● What to produce: Skipping each picture, output the entries exactly as they stand below.

[Items from a dataset]
- - - - - - -

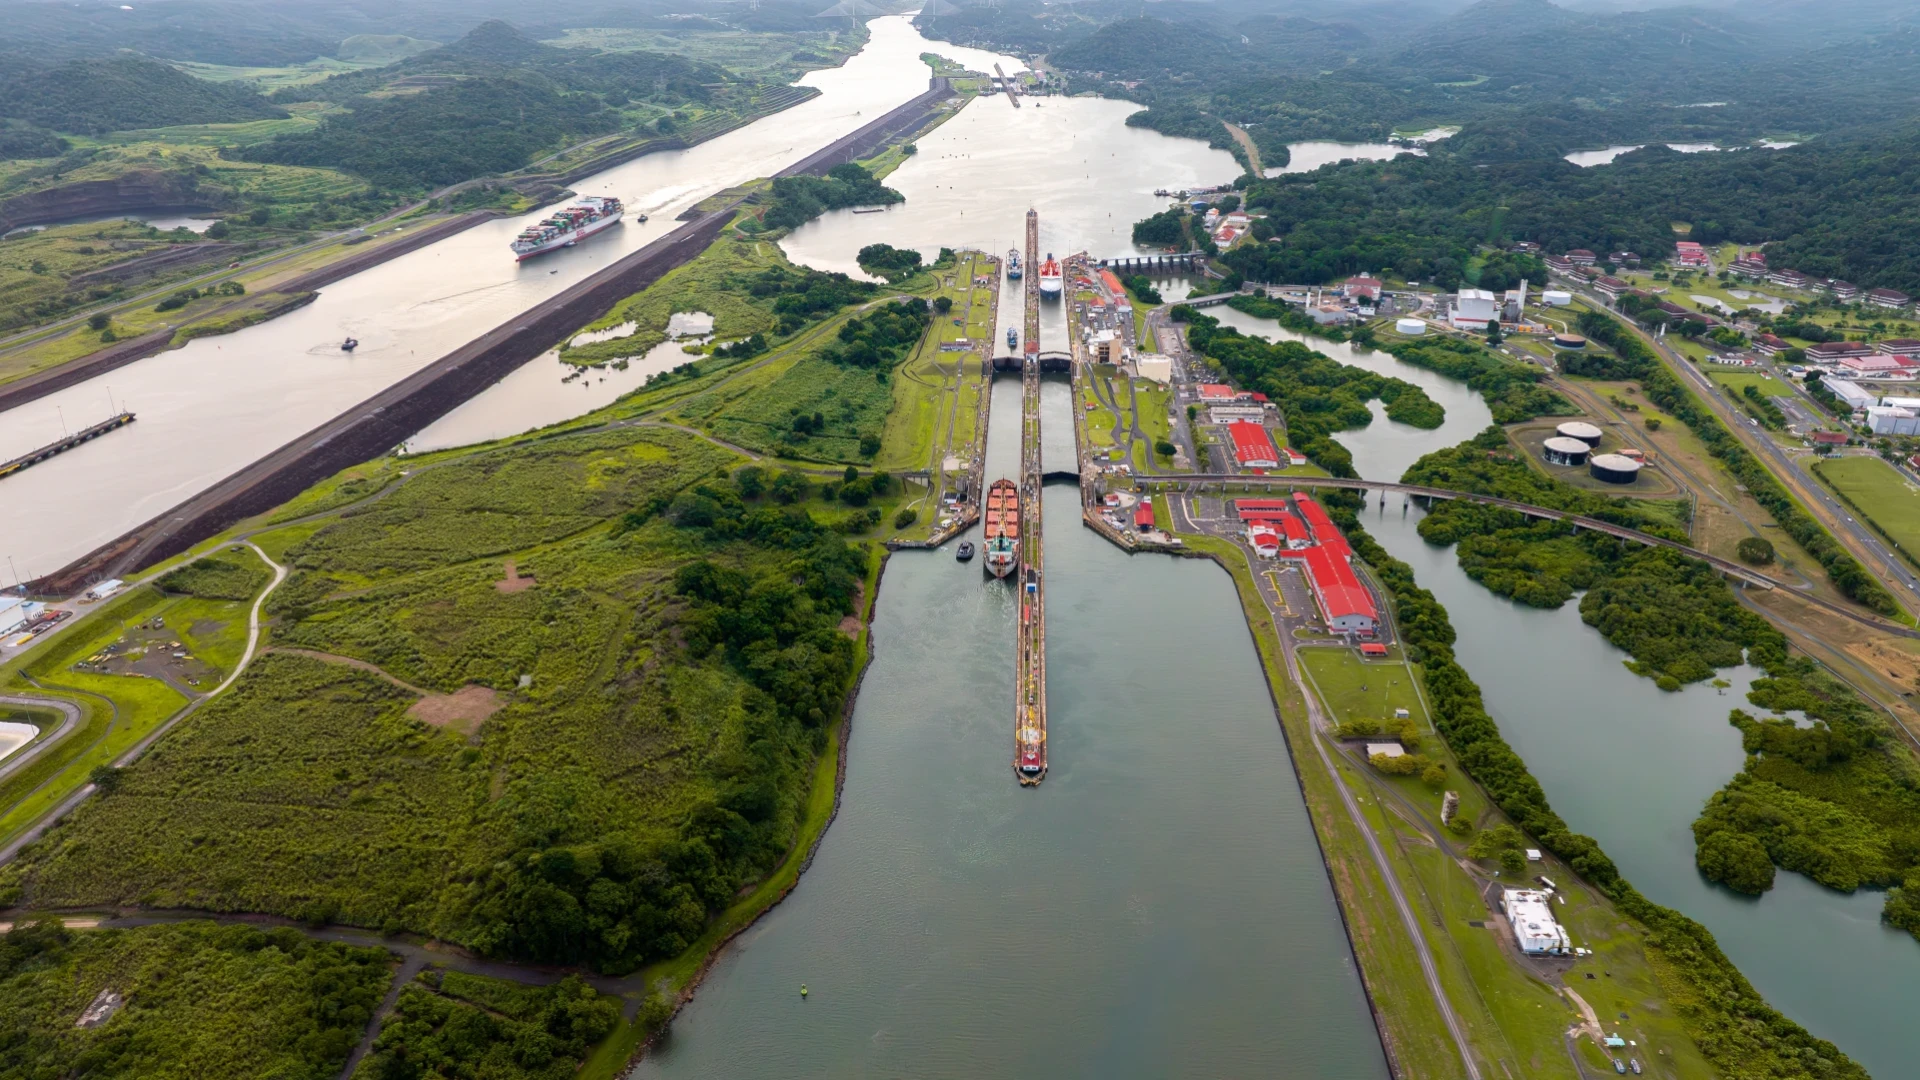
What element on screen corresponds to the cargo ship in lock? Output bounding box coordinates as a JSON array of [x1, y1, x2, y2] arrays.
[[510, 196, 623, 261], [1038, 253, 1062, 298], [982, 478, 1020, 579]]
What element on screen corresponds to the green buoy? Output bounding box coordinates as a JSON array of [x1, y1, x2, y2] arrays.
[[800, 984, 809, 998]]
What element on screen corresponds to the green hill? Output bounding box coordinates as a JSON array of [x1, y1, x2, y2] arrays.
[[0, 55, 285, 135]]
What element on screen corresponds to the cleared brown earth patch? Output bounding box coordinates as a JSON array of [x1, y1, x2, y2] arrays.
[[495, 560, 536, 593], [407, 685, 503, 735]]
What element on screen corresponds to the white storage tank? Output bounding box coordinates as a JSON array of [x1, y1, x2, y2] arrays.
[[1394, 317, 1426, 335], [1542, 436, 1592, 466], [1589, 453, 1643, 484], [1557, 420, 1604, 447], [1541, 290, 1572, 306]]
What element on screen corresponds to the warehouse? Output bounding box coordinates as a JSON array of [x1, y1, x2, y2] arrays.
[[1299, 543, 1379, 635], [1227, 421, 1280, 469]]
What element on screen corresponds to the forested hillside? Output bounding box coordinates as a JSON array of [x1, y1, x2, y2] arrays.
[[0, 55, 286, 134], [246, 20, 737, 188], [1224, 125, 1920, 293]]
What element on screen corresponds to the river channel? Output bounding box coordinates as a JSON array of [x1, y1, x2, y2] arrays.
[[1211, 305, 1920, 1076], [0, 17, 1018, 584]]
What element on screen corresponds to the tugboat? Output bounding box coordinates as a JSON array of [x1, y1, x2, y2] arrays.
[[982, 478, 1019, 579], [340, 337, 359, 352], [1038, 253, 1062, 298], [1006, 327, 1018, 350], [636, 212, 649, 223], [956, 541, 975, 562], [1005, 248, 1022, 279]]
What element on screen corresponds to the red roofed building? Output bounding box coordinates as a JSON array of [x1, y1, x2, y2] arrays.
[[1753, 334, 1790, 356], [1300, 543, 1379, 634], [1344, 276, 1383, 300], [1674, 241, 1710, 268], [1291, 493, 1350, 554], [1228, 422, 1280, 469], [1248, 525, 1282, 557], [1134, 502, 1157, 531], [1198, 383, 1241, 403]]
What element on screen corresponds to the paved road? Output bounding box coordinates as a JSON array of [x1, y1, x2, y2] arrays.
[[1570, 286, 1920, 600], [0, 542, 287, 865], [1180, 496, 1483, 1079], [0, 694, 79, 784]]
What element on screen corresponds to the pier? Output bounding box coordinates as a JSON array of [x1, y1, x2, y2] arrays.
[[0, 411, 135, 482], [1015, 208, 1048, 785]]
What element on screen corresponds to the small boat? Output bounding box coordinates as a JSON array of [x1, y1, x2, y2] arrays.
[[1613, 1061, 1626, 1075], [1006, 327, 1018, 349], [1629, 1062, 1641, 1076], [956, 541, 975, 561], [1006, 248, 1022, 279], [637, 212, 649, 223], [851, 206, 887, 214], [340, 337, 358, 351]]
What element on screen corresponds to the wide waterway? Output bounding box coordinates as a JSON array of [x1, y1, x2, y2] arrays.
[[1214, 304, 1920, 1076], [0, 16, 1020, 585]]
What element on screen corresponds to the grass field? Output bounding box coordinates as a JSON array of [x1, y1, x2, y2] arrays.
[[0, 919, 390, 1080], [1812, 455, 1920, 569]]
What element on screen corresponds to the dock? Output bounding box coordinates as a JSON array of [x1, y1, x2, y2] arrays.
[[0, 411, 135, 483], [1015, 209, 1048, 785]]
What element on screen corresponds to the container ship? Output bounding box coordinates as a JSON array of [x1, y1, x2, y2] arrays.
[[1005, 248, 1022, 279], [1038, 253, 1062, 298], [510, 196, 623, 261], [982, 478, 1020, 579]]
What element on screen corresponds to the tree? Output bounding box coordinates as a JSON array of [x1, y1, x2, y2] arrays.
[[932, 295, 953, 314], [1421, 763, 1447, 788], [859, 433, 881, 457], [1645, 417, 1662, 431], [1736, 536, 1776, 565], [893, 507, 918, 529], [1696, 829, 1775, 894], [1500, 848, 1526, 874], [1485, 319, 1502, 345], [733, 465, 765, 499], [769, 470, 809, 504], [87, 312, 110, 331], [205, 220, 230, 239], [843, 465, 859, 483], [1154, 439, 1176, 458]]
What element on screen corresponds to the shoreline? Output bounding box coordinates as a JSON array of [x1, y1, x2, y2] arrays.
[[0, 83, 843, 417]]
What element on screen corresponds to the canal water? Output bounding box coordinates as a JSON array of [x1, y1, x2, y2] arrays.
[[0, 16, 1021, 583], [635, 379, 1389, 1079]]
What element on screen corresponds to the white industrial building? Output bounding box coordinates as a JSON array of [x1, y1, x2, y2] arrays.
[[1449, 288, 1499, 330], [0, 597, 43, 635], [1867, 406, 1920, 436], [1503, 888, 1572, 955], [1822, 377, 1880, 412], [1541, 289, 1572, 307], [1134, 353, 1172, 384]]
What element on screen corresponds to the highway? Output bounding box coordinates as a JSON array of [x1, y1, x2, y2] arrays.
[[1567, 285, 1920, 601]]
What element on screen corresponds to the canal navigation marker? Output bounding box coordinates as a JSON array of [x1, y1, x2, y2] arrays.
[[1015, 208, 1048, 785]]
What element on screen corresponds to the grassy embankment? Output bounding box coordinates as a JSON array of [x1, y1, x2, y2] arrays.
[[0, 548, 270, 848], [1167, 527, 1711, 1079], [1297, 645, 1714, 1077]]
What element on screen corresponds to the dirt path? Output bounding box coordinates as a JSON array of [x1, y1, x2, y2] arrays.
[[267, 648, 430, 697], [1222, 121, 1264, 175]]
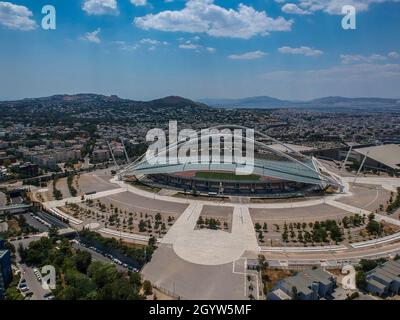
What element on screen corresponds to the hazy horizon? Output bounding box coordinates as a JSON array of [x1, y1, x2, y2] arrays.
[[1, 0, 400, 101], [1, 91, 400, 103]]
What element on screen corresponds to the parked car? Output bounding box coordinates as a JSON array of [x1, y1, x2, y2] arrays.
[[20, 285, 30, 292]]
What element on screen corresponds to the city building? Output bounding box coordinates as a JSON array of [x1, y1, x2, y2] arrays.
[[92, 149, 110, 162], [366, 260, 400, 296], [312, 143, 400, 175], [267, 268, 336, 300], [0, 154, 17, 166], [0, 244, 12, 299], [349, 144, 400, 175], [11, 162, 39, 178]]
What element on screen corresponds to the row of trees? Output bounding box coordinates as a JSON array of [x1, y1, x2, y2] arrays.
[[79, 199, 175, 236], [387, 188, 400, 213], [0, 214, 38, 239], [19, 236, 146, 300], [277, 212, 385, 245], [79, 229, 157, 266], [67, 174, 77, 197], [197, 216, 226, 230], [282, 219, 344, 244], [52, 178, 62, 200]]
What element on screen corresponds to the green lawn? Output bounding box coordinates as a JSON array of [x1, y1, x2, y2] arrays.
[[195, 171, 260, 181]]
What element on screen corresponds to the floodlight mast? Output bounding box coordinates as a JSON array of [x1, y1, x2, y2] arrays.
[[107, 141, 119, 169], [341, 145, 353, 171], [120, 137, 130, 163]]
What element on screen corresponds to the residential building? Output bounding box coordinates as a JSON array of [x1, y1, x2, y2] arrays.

- - - - - - -

● Exercise result:
What element on screen corresponds to the cargo ship in lock? Output bounding box coordinates as a JSON array of [x1, y1, x2, y2] arrays.
[[510, 196, 623, 261], [1038, 253, 1062, 298], [982, 478, 1020, 579]]
What element on screen corresponds to the green buoy? Output bounding box coordinates as a JSON array of [x1, y1, x2, y2] arrays.
[[800, 984, 809, 998]]
What element on screen corresponds to the green hill? Output bounding box coordinates as a JSON array of [x1, y1, x2, y2] arrays.
[[0, 55, 285, 135]]
What element on screen corresponds to the cleared brown earth patch? Output bounding box coordinates as a JSON array of [x1, y1, x2, y2] arrays.
[[495, 560, 536, 593], [407, 685, 503, 735]]
What element on screen corresponds to the white storage tank? Output bounding box coordinates as a JSON array of [x1, y1, x2, y2] arrays.
[[1394, 317, 1426, 335], [1542, 436, 1592, 466], [1589, 453, 1643, 484], [1557, 420, 1604, 447], [1541, 290, 1572, 306]]
What element on screen corresponds to the warehouse? Output bounding box coordinates as a JSON array of [x1, y1, x2, y2] arrays.
[[1299, 543, 1379, 635], [1227, 421, 1280, 469]]
What element on screen corresponds to the forested hillside? Output bounding box coordinates as a JSON array of [x1, y1, x2, y2] arrays.
[[0, 55, 286, 134], [246, 20, 737, 188], [1224, 125, 1920, 293]]
What element on screen corresponds to the river channel? Output bounding box coordinates as a JSON array of [x1, y1, x2, y2] arrays.
[[1211, 305, 1920, 1076], [0, 17, 1018, 584]]
What element on screen corresponds to the tugboat? Output bounding box coordinates as a JSON array of [x1, y1, x2, y2] arrays.
[[982, 478, 1019, 579], [340, 337, 359, 352], [1038, 253, 1062, 298], [1006, 327, 1018, 350], [636, 212, 649, 223], [956, 541, 975, 562], [1005, 248, 1022, 279]]
What element on screen corresponds to the red roofed building? Output bounding box coordinates as a JSON array of [x1, y1, x2, y2] arrays.
[[1753, 334, 1790, 356], [1300, 543, 1379, 634], [1344, 276, 1383, 300], [1674, 241, 1710, 268], [1291, 493, 1350, 554], [1228, 422, 1280, 469], [1248, 525, 1282, 557], [1134, 502, 1157, 531], [1198, 383, 1241, 403]]
What element on screen corresponds to the paved road? Output bounding box coordinates as a JSON array of [x1, y1, x2, y2] arrays.
[[1570, 286, 1920, 600], [0, 542, 287, 865], [1180, 496, 1483, 1079], [0, 694, 79, 784]]
What element on screen corresponds to the pier? Output bounding box coordinates as a JSON array of [x1, y1, x2, y2] arrays.
[[0, 411, 135, 482], [1015, 208, 1048, 785]]
What element on screen corresponds to the small boat? Output bounding box coordinates as a JSON array of [x1, y1, x2, y2] arrays.
[[1613, 1061, 1626, 1075], [1006, 327, 1018, 349], [1629, 1062, 1641, 1076], [956, 541, 975, 561], [1006, 248, 1022, 279], [637, 212, 649, 223], [851, 206, 887, 214], [340, 337, 358, 351]]
What element on screen corresponds to the wide waterway? Output bounding box coordinates as a JSON array of [x1, y1, x2, y2] arrays.
[[1214, 304, 1920, 1076], [0, 16, 1020, 585]]
What element on screen corresponds to the grass field? Output bounding box coordinates as a JSON array of [x1, y1, x2, y2] arrays.
[[0, 919, 390, 1080], [1812, 455, 1920, 569]]
What element on screen corresponds to the dock? Output bounding box coordinates as a JSON array of [x1, y1, x2, y2] arrays.
[[0, 411, 135, 483], [1015, 209, 1048, 785]]
What element on screen corresponds to the container ship? Output bounding box coordinates as a JSON array of [x1, y1, x2, y2] arrays.
[[1005, 248, 1022, 279], [1038, 253, 1062, 298], [510, 196, 623, 261], [982, 478, 1020, 579]]
What element on screen corresponds to the tree? Output bounding box coordinates as a JSON array of [x1, y1, x2, y2] arrays.
[[932, 295, 953, 314], [1421, 763, 1447, 788], [859, 433, 881, 457], [1645, 417, 1662, 431], [1736, 536, 1776, 565], [893, 507, 918, 529], [1696, 829, 1775, 894], [1500, 848, 1526, 874], [1485, 319, 1502, 345], [733, 465, 765, 499], [769, 470, 809, 504], [87, 312, 110, 331], [205, 220, 230, 239], [843, 465, 859, 483], [1154, 439, 1176, 458]]
What element on screen corresponds to the shoreline? Output bounding box coordinates as a JSON array of [x1, y1, x2, y2] arrays.
[[0, 83, 843, 417]]
What element on screen corresponds to the canal water? Output bounding box coordinates as a JSON array of [x1, y1, x2, y2] arrays.
[[0, 16, 1021, 583], [635, 379, 1389, 1079]]
What element on screen corresponds to the white industrial building? Output bounding box coordinates as a JSON array of [x1, y1, x2, y2] arrays.
[[1449, 288, 1499, 330], [0, 597, 43, 635], [1867, 406, 1920, 436], [1503, 888, 1572, 955], [1822, 377, 1880, 412], [1541, 289, 1572, 307], [1134, 353, 1172, 384]]
What element on screen corresponds to the highway? Output bounding box coordinates as a JSON array of [x1, y1, x2, y2] arrays.
[[1567, 285, 1920, 601]]
What element on screen corresponds to the canal navigation marker? Output bounding box coordinates as a JSON array of [x1, y1, x2, y2] arrays.
[[1015, 208, 1048, 785]]
What element on screen corresponds to the grassy embankment? Output bounding box coordinates as a JSON array of [x1, y1, x2, y2] arrays.
[[0, 548, 270, 848], [1167, 527, 1711, 1079], [1297, 645, 1714, 1077]]
What element on screen corresponds to the dirt path? Output bounding box coordinates as a JSON array of [x1, y1, x2, y2] arrays.
[[267, 648, 430, 697], [1222, 121, 1264, 175]]
What element on screen corresponds to the hazy horizon? Output bounding box coordinates as a JSON array of [x1, y1, x2, y2] arrays.
[[1, 0, 400, 101], [1, 91, 400, 103]]
What element on screen corresponds to the parked car? Output bounding box coordinates as a JSON array of [x1, y1, x2, y2] arrays.
[[20, 285, 30, 292]]
What element on screen corresponds to the city building? Output bounding box coordinates as a JSON array of [x1, y1, x2, y2] arrays.
[[92, 149, 110, 162], [366, 260, 400, 296], [312, 143, 400, 175], [267, 268, 336, 300], [0, 154, 17, 166], [0, 244, 12, 299], [349, 144, 400, 175], [11, 162, 39, 178]]
What element on screen corresponds to the row of trees? Output bounding box coordinates as a JSON array of [x1, y1, x2, y2] arrays.
[[79, 199, 175, 236], [387, 188, 400, 213], [0, 214, 38, 239], [19, 236, 146, 300], [277, 212, 385, 245], [79, 229, 157, 266], [67, 174, 77, 197], [197, 216, 226, 230], [282, 219, 344, 244], [52, 178, 62, 200]]
What element on screen corresponds to the green lawn? Output bounding box coordinates as a JSON array of [x1, y1, x2, y2] arrays.
[[195, 171, 260, 181]]
What element on screen corresponds to the floodlight mast? Output bounding box coordinates as a JSON array of [x1, y1, x2, y2] arrays.
[[107, 141, 119, 169], [341, 145, 353, 171], [120, 137, 130, 163]]
What element on screen corresponds to the residential building? Output bounding box coordinates as a JSON array of [x1, y1, x2, y2] arrays.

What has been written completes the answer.